Dans les multiples déclarations de jeunes entendues ces jours-ci à la radio ou la télévision, lors des manifestations anti-CPE, revient un leitmotiv surprenant : « Je préfère un CDD de six mois à un CPE » ! Le CDD a longtemps été la bête noire des syndicats et du législateur. On se souvient du rapport Auroux qui qualifiait intérimaires et titulaires de CDD de « ventre mou » des salariés ou, plus récemment, de la levée de boucliers contre le contrat de mission suggéré par la commission de Virville.

━━━━━━━━━━━━━━━━━━━━━━━━━━━━━━

■ Consigne A:
Réécrivez le passage du texte sur le CPE en commençant par « Dans les multiples » et en allant jusqu'à « commission de Virville. », mais changez « syndicats » en « organisations syndicales ».
■ Consigne B:
D'après le texte sur le CPE, les affirmations suivantes sont-elles exactes ? Répondez par oui ou non et citez les mots du texte qui tranchent. (i) Le rapport Auroux qualifiait les intérimaires et les titulaires de CDD de « ventre mou » des salariés. (ii) Les jeunes entendus pendant les manifestations disent préférer un CPE à un CDD de six mois. (iii) Le contrat de mission avait été suggéré par la commission de Virville.
Les entrées n'ont aucun rôle dans ce travail.

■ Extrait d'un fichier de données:
━━━━━━━━━━━━━━━━━━━━━━━━━━━━━━

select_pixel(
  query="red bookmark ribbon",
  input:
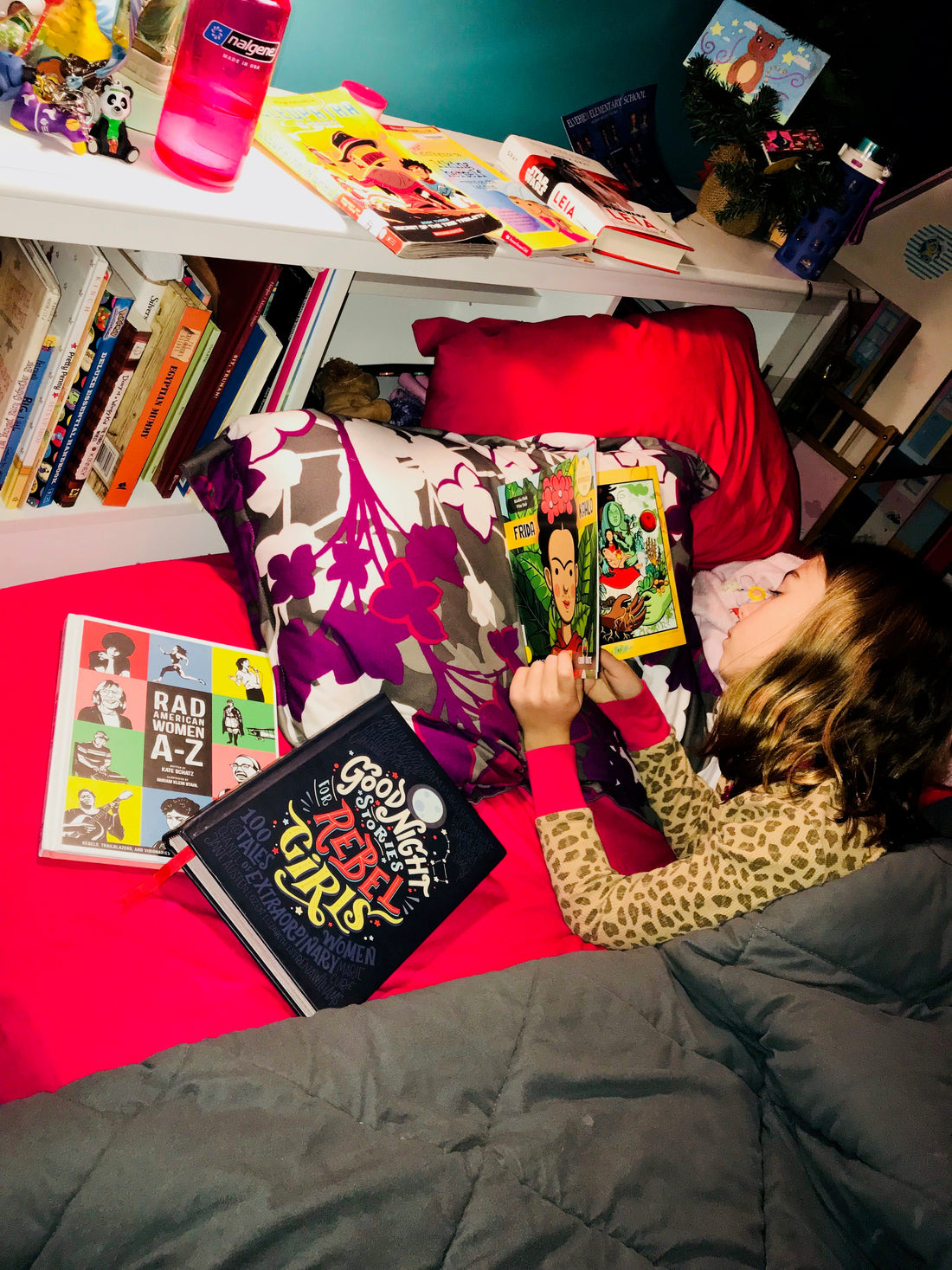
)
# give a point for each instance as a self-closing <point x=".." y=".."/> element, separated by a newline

━━━━━━━━━━━━━━━━━━━━━━━━━━━━━━

■ Réponse finale A:
Dans les multiples déclarations de jeunes entendues ces jours-ci à la radio ou la télévision, lors des manifestations anti-CPE, revient un leitmotiv surprenant : « Je préfère un CDD de six mois à un CPE » ! Le CDD a longtemps été la bête noire des organisations syndicales et du législateur. On se souvient du rapport Auroux qui qualifiait intérimaires et titulaires de CDD de « ventre mou » des salariés ou, plus récemment, de la levée de boucliers contre le contrat de mission suggéré par la commission de Virville.

■ Réponse finale B:
(i) Oui : « le rapport Auroux qui qualifiait intérimaires et titulaires de CDD de « ventre mou » des salariés ».
(ii) Non : « Je préfère un CDD de six mois à un CPE ».
(iii) Oui : « le contrat de mission suggéré par la commission de Virville ».